EXERCISE REQUIREMENTS — Reproduce everything from the start of the material below down to the line containing "top-left (453, 411), bottom-right (481, 439)", including both ends. Leave the pictures out of your answer.
┌─ DATA PROVIDED
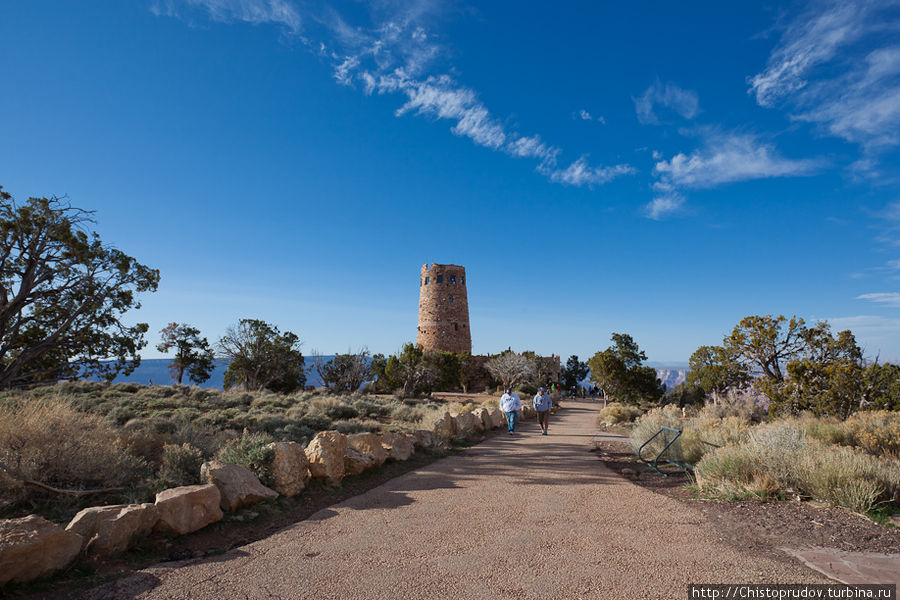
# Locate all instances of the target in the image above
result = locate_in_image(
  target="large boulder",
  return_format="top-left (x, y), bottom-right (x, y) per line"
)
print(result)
top-left (472, 408), bottom-right (491, 431)
top-left (434, 412), bottom-right (456, 443)
top-left (200, 460), bottom-right (278, 512)
top-left (344, 446), bottom-right (378, 475)
top-left (153, 483), bottom-right (222, 535)
top-left (381, 431), bottom-right (415, 460)
top-left (487, 406), bottom-right (506, 429)
top-left (66, 503), bottom-right (159, 554)
top-left (269, 442), bottom-right (309, 498)
top-left (0, 515), bottom-right (81, 585)
top-left (413, 429), bottom-right (434, 448)
top-left (347, 432), bottom-right (388, 465)
top-left (453, 411), bottom-right (481, 439)
top-left (306, 431), bottom-right (347, 483)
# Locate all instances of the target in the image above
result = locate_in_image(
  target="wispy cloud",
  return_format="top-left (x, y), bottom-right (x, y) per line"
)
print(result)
top-left (541, 156), bottom-right (637, 187)
top-left (825, 315), bottom-right (900, 362)
top-left (633, 79), bottom-right (700, 125)
top-left (653, 128), bottom-right (819, 192)
top-left (749, 0), bottom-right (900, 155)
top-left (856, 292), bottom-right (900, 308)
top-left (644, 127), bottom-right (821, 220)
top-left (151, 0), bottom-right (303, 33)
top-left (572, 108), bottom-right (606, 125)
top-left (644, 193), bottom-right (684, 221)
top-left (155, 0), bottom-right (635, 186)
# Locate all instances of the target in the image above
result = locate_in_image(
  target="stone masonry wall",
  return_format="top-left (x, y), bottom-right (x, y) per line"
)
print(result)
top-left (416, 263), bottom-right (472, 353)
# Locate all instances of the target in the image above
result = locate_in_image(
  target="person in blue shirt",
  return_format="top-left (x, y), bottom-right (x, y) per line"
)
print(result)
top-left (500, 388), bottom-right (522, 435)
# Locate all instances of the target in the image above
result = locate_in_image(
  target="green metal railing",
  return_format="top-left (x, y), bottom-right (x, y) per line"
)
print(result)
top-left (638, 427), bottom-right (689, 475)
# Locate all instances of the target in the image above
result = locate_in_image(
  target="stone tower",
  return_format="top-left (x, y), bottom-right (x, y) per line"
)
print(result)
top-left (416, 263), bottom-right (472, 353)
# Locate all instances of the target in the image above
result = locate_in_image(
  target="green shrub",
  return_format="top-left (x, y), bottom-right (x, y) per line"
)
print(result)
top-left (331, 421), bottom-right (366, 435)
top-left (0, 398), bottom-right (147, 494)
top-left (216, 431), bottom-right (275, 486)
top-left (157, 444), bottom-right (203, 487)
top-left (695, 422), bottom-right (900, 513)
top-left (391, 405), bottom-right (425, 423)
top-left (844, 410), bottom-right (900, 458)
top-left (272, 421), bottom-right (316, 446)
top-left (106, 406), bottom-right (137, 426)
top-left (801, 417), bottom-right (847, 444)
top-left (353, 400), bottom-right (393, 419)
top-left (297, 413), bottom-right (331, 431)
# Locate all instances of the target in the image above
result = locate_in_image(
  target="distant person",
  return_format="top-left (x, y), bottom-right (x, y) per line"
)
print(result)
top-left (500, 388), bottom-right (522, 435)
top-left (532, 387), bottom-right (553, 435)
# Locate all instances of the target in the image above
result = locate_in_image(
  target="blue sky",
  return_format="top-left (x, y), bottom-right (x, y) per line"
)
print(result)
top-left (0, 0), bottom-right (900, 363)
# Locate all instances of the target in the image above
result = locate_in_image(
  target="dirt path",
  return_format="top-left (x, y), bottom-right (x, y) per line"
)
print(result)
top-left (84, 402), bottom-right (828, 600)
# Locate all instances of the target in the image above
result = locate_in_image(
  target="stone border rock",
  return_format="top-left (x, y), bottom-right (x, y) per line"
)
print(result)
top-left (0, 408), bottom-right (505, 586)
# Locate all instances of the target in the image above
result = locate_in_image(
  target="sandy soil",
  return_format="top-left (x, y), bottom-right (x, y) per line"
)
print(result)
top-left (77, 402), bottom-right (828, 599)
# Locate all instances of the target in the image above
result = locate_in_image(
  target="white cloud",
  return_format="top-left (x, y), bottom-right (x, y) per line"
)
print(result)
top-left (825, 315), bottom-right (900, 362)
top-left (856, 292), bottom-right (900, 308)
top-left (544, 156), bottom-right (637, 187)
top-left (749, 0), bottom-right (900, 152)
top-left (572, 108), bottom-right (606, 125)
top-left (154, 0), bottom-right (635, 186)
top-left (653, 129), bottom-right (819, 192)
top-left (151, 0), bottom-right (302, 33)
top-left (644, 194), bottom-right (684, 221)
top-left (633, 79), bottom-right (700, 125)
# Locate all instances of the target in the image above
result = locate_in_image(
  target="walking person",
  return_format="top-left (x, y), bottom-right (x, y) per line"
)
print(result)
top-left (500, 388), bottom-right (522, 435)
top-left (533, 387), bottom-right (553, 435)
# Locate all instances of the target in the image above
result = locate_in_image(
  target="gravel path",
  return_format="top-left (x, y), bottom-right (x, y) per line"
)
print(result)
top-left (84, 402), bottom-right (828, 600)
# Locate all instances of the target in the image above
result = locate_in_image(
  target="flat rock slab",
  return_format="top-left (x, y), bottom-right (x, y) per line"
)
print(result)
top-left (784, 548), bottom-right (900, 588)
top-left (85, 401), bottom-right (831, 600)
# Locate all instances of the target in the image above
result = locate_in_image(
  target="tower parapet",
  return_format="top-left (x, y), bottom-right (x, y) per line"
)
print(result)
top-left (416, 263), bottom-right (472, 354)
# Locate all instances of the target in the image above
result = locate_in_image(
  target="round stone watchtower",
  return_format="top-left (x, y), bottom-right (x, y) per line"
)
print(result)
top-left (416, 263), bottom-right (472, 354)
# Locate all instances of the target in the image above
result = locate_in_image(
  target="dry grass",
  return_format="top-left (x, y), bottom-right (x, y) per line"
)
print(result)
top-left (0, 398), bottom-right (147, 496)
top-left (695, 420), bottom-right (900, 513)
top-left (631, 405), bottom-right (750, 464)
top-left (844, 410), bottom-right (900, 458)
top-left (597, 402), bottom-right (643, 425)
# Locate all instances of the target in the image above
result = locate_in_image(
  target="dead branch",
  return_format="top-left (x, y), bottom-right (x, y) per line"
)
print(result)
top-left (0, 462), bottom-right (125, 498)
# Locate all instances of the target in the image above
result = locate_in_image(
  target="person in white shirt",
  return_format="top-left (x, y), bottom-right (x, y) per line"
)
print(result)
top-left (532, 387), bottom-right (553, 435)
top-left (500, 388), bottom-right (522, 435)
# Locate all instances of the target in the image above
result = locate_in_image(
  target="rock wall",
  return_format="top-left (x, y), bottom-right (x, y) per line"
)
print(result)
top-left (0, 408), bottom-right (503, 586)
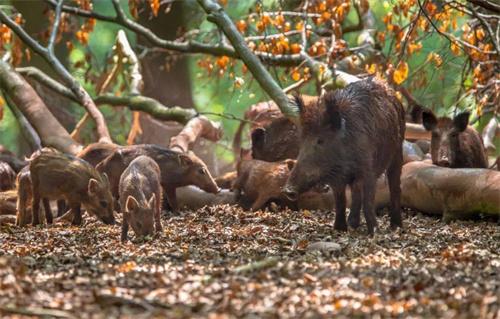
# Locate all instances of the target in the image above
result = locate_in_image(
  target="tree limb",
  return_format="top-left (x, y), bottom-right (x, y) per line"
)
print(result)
top-left (0, 8), bottom-right (112, 143)
top-left (0, 61), bottom-right (81, 154)
top-left (195, 0), bottom-right (298, 119)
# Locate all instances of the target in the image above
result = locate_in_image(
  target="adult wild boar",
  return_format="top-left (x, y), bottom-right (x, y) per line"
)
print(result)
top-left (422, 110), bottom-right (488, 168)
top-left (284, 79), bottom-right (405, 234)
top-left (0, 161), bottom-right (16, 192)
top-left (29, 149), bottom-right (115, 225)
top-left (96, 144), bottom-right (219, 211)
top-left (119, 155), bottom-right (161, 241)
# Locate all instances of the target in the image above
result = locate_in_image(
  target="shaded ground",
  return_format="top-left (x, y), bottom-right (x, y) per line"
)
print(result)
top-left (0, 206), bottom-right (500, 318)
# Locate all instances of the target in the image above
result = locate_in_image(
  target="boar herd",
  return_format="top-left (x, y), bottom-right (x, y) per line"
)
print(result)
top-left (0, 79), bottom-right (488, 241)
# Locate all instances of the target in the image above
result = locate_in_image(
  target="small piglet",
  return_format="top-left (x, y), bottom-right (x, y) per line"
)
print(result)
top-left (422, 110), bottom-right (488, 168)
top-left (119, 155), bottom-right (162, 242)
top-left (233, 159), bottom-right (295, 210)
top-left (29, 148), bottom-right (115, 225)
top-left (0, 162), bottom-right (16, 192)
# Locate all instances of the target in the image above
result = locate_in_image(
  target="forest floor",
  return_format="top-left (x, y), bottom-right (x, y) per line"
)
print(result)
top-left (0, 206), bottom-right (500, 318)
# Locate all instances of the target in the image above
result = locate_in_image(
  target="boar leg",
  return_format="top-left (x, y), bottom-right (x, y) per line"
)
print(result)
top-left (333, 186), bottom-right (347, 231)
top-left (42, 198), bottom-right (52, 224)
top-left (70, 203), bottom-right (82, 226)
top-left (363, 176), bottom-right (377, 235)
top-left (387, 155), bottom-right (403, 229)
top-left (165, 188), bottom-right (177, 212)
top-left (252, 195), bottom-right (269, 211)
top-left (57, 199), bottom-right (66, 217)
top-left (154, 194), bottom-right (162, 236)
top-left (121, 218), bottom-right (128, 242)
top-left (31, 191), bottom-right (40, 226)
top-left (347, 183), bottom-right (363, 229)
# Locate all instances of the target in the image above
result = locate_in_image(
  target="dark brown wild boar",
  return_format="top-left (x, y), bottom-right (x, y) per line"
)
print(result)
top-left (422, 110), bottom-right (488, 168)
top-left (233, 160), bottom-right (295, 210)
top-left (29, 149), bottom-right (115, 225)
top-left (119, 155), bottom-right (162, 241)
top-left (0, 162), bottom-right (16, 192)
top-left (97, 144), bottom-right (219, 211)
top-left (16, 166), bottom-right (56, 227)
top-left (76, 143), bottom-right (119, 167)
top-left (284, 79), bottom-right (405, 234)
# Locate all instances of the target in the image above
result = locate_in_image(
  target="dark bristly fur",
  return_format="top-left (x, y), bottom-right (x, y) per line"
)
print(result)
top-left (97, 144), bottom-right (219, 210)
top-left (422, 110), bottom-right (488, 168)
top-left (285, 79), bottom-right (405, 234)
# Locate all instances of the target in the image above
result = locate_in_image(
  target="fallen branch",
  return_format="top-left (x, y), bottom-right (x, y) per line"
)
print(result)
top-left (401, 162), bottom-right (500, 221)
top-left (234, 256), bottom-right (279, 274)
top-left (170, 116), bottom-right (222, 152)
top-left (0, 4), bottom-right (111, 143)
top-left (0, 306), bottom-right (77, 318)
top-left (0, 61), bottom-right (81, 154)
top-left (198, 0), bottom-right (298, 119)
top-left (483, 115), bottom-right (498, 154)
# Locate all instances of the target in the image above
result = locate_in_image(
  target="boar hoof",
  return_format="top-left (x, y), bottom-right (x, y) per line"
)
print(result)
top-left (333, 221), bottom-right (347, 231)
top-left (347, 213), bottom-right (361, 229)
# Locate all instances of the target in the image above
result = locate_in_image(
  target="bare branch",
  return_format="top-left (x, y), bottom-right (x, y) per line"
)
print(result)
top-left (198, 0), bottom-right (298, 118)
top-left (0, 6), bottom-right (111, 143)
top-left (47, 0), bottom-right (64, 54)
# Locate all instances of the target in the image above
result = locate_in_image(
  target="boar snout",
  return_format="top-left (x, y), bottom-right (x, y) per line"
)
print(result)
top-left (282, 185), bottom-right (299, 201)
top-left (438, 156), bottom-right (450, 167)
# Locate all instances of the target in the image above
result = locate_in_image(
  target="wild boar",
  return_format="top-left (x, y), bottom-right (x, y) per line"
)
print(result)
top-left (233, 159), bottom-right (295, 210)
top-left (76, 143), bottom-right (119, 167)
top-left (97, 144), bottom-right (219, 211)
top-left (0, 162), bottom-right (16, 192)
top-left (29, 149), bottom-right (115, 225)
top-left (119, 155), bottom-right (161, 241)
top-left (16, 166), bottom-right (52, 227)
top-left (422, 110), bottom-right (488, 168)
top-left (284, 78), bottom-right (405, 234)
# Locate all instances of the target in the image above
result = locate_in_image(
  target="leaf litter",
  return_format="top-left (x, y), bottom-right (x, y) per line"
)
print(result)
top-left (0, 205), bottom-right (500, 318)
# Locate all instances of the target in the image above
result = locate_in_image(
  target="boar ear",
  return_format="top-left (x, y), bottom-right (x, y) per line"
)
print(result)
top-left (251, 127), bottom-right (266, 145)
top-left (285, 159), bottom-right (297, 171)
top-left (422, 110), bottom-right (437, 131)
top-left (88, 178), bottom-right (99, 195)
top-left (125, 195), bottom-right (139, 213)
top-left (178, 153), bottom-right (193, 166)
top-left (453, 112), bottom-right (470, 132)
top-left (148, 194), bottom-right (156, 208)
top-left (102, 173), bottom-right (109, 185)
top-left (323, 92), bottom-right (342, 130)
top-left (291, 92), bottom-right (305, 113)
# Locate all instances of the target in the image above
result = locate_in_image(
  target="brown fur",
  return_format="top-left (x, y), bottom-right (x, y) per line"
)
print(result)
top-left (422, 110), bottom-right (488, 168)
top-left (285, 79), bottom-right (405, 234)
top-left (76, 143), bottom-right (119, 167)
top-left (97, 144), bottom-right (219, 211)
top-left (119, 155), bottom-right (162, 241)
top-left (233, 160), bottom-right (295, 210)
top-left (29, 149), bottom-right (115, 225)
top-left (0, 162), bottom-right (16, 192)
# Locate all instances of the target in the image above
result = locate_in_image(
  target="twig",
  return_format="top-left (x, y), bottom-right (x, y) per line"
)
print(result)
top-left (0, 306), bottom-right (76, 318)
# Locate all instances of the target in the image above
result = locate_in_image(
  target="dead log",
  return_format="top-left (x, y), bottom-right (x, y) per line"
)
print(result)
top-left (0, 190), bottom-right (17, 215)
top-left (170, 116), bottom-right (222, 152)
top-left (0, 61), bottom-right (81, 154)
top-left (483, 116), bottom-right (500, 155)
top-left (401, 162), bottom-right (500, 221)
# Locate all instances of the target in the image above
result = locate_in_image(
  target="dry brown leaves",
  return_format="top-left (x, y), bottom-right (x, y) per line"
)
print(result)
top-left (0, 206), bottom-right (500, 318)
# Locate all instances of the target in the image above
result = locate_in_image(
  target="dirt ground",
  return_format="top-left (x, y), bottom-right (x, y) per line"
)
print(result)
top-left (0, 206), bottom-right (500, 318)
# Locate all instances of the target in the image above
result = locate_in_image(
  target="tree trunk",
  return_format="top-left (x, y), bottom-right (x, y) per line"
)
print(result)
top-left (0, 61), bottom-right (81, 154)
└─
WRITTEN ANSWER —
# Locate all instances of the target in the image above
result = locate_in_image(
  target="large boulder",
  return_format="top-left (x, y), bottom-right (x, y) per line"
)
print(result)
top-left (472, 408), bottom-right (491, 431)
top-left (434, 412), bottom-right (456, 443)
top-left (200, 460), bottom-right (278, 512)
top-left (344, 446), bottom-right (378, 475)
top-left (153, 483), bottom-right (222, 535)
top-left (381, 431), bottom-right (415, 460)
top-left (487, 406), bottom-right (506, 429)
top-left (66, 503), bottom-right (159, 554)
top-left (269, 442), bottom-right (309, 498)
top-left (0, 515), bottom-right (81, 585)
top-left (413, 429), bottom-right (434, 448)
top-left (347, 432), bottom-right (388, 465)
top-left (453, 411), bottom-right (481, 439)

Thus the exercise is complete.